Top of Text section
I love how, like, I want to make statements. No, before we started the pod, Hannah goes, okay, now, look alive, don't say anything bad.
And you're like, actually, I forgot two things. No, I just want to talk about breakups.
And I don't, like, look at the comments or anything. But, like, can we normalize not being completely destroyed after a breakup like I feel like everyone thinks that like when girls get broken up with or they have a breakup that's like the saddest thing ever like it's actually so empowering and I've been joking how like when girls go through a breakup they're glowing the fuck up they suddenly become like Pilates instructors they're going to Harvard like.
They've read a hundred books. They're asking their friends.
You said a really important quote this morning. You said if someone sees a breakup and they immediately think, what did the girl do? That's mental illness.
No, that's so scary. For relationships, there are, it takes two to tango.
In the history of anyone breaking up, when has the girl ever done ever done anything no but there's rarely like one person that's the devil and one's great like then why would you be together for so long but i do have to say i feel like also in terms of reflecting i feel like girls after breakups will like talk to their friends and be like how did i end up in this how can i do better what's the thing and then guys will sit together and who would win in a fight, a bear or a tiger? I do have to say for anyone going through a breakup right now, breakups to me are like corporate jobs. You're not actually going to get a raise unless you leave and get another job.
You guys, I was 29, single during COVID, living with my mom, dad, and four cats. And she looked at me.
She looked at me and she had that honest mom moment where she was like, do we want to, like, is there anything you could have done differently? And I looked her right in the eye and I said, nobody got away. Yeah.
I feel like that too. Nobody got away.
Have you ever been broken up with? The only times I've been broken up with have been like messy situationships you know the like two month there that like oh a situation oh a situation ship will fuck me up yeah those are all i've never like someone said to me like oh are your exes reaching out now that you like got a netflix special or whatever all my real relationships that have been like over a year have been like two people who know each other that I've gotten out of. Thank God.
I one time mourned a situationship that was two months for three years. No, no.
Those are the ones because you don't actually know them. Yeah, so I made up a whole scenario about this man.
I don't think anyone's been upset about a breakup once you know the person because you're like, yeah, I'll miss that. But also that.
I've had guys who I fully have been so into that my mom was like, can you break up with them? And I would be like, okay, and then you find someone else. But I've definitely – In the wise words of Kimberly Noel Kardashian, I didn't come this far to come this far and not be happy.
And I think she saw it on the internet. Did she say that? Someone else said it and she saw it.
Thomas Jefferson. No, I just think there's such a like media perspective of girls like sobbing in the shower and being like, I'm nothing without him.
Here's one thing I want to talk, like the girl, I've had, I've been talking to the girls in my DMs. I have so many girls that are going through breakups like right now.
I also think I like push them to do it.
Bottom of Text section
Top of Dataset content
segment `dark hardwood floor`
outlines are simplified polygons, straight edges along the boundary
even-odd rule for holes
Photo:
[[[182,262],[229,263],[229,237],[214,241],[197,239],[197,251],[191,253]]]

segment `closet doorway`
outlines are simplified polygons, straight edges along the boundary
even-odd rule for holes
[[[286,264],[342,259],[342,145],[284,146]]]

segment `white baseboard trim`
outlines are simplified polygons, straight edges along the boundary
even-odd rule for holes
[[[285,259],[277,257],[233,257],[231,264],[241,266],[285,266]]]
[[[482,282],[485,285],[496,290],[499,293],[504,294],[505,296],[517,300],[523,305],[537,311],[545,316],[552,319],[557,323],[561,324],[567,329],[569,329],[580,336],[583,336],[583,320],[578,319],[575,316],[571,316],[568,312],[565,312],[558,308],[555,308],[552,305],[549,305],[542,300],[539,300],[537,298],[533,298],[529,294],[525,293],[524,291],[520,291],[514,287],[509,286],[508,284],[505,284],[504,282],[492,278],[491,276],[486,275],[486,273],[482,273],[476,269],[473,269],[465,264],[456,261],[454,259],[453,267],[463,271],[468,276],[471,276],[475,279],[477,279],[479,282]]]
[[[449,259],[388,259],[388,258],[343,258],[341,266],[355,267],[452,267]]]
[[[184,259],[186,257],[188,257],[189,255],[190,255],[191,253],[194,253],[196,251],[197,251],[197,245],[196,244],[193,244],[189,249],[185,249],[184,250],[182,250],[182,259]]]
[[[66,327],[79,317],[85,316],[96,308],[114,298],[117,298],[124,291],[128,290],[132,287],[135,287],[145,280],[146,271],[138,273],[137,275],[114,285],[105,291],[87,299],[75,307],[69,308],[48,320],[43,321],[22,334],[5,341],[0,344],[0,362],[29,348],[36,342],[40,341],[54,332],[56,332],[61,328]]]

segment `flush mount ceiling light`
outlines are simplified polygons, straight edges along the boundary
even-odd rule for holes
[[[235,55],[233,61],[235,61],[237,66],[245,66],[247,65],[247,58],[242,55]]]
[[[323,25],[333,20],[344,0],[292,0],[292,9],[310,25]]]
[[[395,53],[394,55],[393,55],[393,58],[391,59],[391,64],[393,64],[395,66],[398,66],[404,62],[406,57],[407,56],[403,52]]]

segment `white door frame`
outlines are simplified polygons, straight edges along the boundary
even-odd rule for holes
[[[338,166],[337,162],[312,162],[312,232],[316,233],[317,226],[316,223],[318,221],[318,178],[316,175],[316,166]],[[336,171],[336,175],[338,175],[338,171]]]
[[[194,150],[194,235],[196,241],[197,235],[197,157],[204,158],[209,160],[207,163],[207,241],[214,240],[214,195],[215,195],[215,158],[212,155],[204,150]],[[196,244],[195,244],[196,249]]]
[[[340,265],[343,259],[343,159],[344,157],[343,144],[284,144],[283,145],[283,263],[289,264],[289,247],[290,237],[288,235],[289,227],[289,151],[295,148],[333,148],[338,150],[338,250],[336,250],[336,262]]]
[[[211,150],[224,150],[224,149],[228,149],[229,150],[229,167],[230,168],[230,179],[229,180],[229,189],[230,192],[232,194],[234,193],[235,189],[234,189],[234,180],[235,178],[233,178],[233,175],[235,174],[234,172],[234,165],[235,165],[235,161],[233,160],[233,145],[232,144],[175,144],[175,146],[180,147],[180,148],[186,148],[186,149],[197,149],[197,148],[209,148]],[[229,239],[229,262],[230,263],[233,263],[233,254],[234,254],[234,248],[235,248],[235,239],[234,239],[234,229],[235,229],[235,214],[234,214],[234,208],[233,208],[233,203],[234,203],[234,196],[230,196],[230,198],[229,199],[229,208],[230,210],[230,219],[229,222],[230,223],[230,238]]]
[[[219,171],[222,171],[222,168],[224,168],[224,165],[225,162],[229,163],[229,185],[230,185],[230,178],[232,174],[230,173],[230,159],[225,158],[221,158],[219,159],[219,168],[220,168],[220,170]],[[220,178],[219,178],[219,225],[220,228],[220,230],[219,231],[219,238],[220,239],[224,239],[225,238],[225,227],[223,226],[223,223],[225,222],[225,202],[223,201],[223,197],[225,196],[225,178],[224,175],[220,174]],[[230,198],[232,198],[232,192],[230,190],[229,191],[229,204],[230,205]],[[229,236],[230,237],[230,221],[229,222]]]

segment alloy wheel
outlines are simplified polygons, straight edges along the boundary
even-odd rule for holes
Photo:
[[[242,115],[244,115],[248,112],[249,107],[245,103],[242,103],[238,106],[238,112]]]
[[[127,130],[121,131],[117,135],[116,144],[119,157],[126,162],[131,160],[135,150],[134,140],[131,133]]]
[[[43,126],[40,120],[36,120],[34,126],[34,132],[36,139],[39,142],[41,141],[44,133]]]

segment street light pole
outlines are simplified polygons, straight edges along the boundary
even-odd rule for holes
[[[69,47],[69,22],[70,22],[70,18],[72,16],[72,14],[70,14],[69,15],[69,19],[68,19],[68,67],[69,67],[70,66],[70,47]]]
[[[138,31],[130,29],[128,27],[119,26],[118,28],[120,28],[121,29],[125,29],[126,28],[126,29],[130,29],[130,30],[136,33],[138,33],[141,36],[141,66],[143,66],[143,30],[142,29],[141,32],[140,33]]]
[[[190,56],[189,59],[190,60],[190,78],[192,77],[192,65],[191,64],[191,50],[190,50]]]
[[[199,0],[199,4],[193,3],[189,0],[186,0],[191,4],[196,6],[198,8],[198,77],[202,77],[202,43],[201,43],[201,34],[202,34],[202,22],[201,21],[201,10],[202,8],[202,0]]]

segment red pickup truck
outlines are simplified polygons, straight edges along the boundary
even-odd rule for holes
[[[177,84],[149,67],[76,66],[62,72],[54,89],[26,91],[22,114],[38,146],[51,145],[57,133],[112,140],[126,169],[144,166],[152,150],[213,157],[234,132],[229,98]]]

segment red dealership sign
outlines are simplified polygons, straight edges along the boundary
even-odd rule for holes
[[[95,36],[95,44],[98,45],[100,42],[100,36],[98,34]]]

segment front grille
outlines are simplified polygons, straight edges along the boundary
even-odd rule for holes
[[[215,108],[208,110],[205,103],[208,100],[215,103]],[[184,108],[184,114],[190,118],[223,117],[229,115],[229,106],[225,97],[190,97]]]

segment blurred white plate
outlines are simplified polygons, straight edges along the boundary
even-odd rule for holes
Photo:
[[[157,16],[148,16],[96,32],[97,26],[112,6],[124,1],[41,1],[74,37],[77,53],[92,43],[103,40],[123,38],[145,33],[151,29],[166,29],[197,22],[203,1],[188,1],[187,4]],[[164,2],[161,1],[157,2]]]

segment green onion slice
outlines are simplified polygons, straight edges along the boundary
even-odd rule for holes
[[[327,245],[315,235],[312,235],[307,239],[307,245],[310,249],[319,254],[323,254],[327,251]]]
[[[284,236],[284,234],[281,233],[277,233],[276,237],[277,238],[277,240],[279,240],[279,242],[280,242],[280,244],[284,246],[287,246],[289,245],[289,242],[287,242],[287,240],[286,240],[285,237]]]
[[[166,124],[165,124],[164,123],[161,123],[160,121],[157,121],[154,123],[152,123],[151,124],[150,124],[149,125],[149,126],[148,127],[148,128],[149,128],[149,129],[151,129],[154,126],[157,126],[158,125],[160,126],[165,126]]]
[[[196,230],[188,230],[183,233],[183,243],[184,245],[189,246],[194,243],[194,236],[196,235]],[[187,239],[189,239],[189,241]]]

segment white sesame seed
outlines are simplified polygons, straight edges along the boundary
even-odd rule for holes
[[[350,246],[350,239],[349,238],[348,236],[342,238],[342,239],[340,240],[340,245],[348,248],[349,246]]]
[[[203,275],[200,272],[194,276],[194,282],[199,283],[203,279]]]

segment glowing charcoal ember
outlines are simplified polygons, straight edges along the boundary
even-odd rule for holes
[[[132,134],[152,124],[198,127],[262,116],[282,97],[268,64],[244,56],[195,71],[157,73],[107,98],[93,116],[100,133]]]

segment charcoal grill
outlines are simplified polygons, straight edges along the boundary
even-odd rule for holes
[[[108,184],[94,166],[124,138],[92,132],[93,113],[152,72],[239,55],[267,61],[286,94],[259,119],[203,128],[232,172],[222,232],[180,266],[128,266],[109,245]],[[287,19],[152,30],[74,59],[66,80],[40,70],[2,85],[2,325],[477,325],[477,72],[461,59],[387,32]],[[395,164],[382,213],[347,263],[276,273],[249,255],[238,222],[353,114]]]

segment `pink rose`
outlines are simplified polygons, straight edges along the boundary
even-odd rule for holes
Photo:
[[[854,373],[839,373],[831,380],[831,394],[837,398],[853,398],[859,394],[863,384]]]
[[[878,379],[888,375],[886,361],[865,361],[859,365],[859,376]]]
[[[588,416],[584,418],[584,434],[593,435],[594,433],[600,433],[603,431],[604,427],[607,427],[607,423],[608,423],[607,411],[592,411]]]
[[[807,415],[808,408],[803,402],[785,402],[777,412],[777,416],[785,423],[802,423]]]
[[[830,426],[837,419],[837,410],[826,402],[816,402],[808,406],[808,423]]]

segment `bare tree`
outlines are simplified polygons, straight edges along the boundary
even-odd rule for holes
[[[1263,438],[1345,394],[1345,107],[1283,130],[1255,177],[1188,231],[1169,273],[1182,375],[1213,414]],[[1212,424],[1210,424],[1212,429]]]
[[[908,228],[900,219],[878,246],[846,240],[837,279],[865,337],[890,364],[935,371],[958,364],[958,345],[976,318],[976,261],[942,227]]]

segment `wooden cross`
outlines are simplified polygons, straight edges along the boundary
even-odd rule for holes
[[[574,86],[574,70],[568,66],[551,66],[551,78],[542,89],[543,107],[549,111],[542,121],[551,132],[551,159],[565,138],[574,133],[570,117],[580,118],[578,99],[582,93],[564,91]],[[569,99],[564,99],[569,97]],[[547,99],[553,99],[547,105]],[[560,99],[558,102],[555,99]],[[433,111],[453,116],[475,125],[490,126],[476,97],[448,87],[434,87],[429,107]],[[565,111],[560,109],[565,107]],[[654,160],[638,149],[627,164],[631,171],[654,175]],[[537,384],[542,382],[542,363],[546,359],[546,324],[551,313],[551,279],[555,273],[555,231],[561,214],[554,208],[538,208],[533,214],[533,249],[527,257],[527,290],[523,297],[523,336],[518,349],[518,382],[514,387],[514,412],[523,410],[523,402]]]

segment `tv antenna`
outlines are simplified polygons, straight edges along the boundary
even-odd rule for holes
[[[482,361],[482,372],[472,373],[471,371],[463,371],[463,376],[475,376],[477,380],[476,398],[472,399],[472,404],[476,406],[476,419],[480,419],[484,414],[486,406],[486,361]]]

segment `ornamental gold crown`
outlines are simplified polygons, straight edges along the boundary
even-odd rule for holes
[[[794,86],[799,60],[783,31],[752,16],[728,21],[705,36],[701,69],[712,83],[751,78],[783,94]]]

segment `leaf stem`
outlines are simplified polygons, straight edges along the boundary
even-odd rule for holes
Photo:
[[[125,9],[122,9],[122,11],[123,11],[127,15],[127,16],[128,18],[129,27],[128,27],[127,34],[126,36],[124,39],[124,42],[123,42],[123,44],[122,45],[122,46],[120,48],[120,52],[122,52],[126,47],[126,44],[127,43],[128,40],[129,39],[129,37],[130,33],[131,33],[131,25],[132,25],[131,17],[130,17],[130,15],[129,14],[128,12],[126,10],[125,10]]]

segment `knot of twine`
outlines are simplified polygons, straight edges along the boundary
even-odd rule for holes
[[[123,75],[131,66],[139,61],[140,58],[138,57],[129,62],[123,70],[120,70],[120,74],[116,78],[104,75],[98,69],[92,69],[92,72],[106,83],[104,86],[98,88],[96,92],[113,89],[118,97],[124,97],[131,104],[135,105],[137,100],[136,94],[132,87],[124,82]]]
Bottom of Dataset content
• To do:
(a) List every person the conversation about breakups mentions by name.
(b) Pick up the conversation about breakups after its last line and keep it going.
The data has no part in this work.

• Response list:
(a) Hannah, Kimberly Noel Kardashian, Thomas Jefferson

(b)
To get a cat, break up with a boyfriend.
It is kind of crazy to see some friends just like, see ya, like poof.
If this was what it was to get you out of my life, God, thank you for protecting me.
Thank you for steering me in a direction where like certain people are kind of just like falling off. That's your 30s.
And I'm like so interested to see if like the other girls in their 30s that are going through breakups, like if any of their friends like that they didn't think would turn on them turned on them because that's also a very weird like headspace to be in. I like in your 20s when your friends turn on you you go oh no what can I do to get them back I suck yes I need to be cooler I need to be funnier what's wrong with me when we're in your 30s when people show you who they really are you go oh thank god I almost had them in my inner circle I was like I almost told them my hopes and dreams I go I got you out my life for free.
I go, bitch, that was the best thing you could have ever said to me.
See ya.
And I do have to say, sometimes those people will come knocking back.
But when you love yourself, you go, oh, I will never forget when I was down, being like
kicked down a dead horse.
So many people have-
You kicked me.
So many people have lost complete access to me and I love it.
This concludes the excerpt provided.